(Point-per-instance localization data)

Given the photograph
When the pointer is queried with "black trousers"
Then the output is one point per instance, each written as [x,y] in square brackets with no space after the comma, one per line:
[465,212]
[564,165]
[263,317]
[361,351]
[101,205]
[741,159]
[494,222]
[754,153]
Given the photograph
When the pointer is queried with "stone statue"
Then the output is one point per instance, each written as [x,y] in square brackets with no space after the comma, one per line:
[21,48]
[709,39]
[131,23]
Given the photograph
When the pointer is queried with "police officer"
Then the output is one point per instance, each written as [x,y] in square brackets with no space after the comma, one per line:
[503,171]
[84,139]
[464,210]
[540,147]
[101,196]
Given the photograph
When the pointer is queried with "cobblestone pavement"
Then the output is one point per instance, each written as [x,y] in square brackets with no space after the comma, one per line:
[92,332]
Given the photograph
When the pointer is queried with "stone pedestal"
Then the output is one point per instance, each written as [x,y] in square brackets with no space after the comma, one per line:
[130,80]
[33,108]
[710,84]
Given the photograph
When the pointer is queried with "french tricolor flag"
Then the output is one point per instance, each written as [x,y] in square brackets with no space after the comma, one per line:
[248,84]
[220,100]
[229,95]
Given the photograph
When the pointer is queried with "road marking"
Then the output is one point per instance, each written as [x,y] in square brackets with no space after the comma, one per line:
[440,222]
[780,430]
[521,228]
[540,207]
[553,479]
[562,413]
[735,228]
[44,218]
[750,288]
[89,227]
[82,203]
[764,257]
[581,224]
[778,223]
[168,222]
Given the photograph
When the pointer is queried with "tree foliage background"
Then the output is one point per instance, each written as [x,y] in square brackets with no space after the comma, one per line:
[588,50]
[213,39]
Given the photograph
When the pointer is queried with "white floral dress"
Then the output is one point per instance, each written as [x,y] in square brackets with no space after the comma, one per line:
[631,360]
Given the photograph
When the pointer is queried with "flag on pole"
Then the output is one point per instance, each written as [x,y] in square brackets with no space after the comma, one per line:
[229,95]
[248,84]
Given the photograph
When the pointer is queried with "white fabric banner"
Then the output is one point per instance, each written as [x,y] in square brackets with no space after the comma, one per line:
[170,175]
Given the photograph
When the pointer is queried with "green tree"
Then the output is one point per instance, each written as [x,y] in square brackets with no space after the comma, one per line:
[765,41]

**Activity:**
How many lines in the records above contain the word "flag"? Answer with the number only.

**Answer box:**
2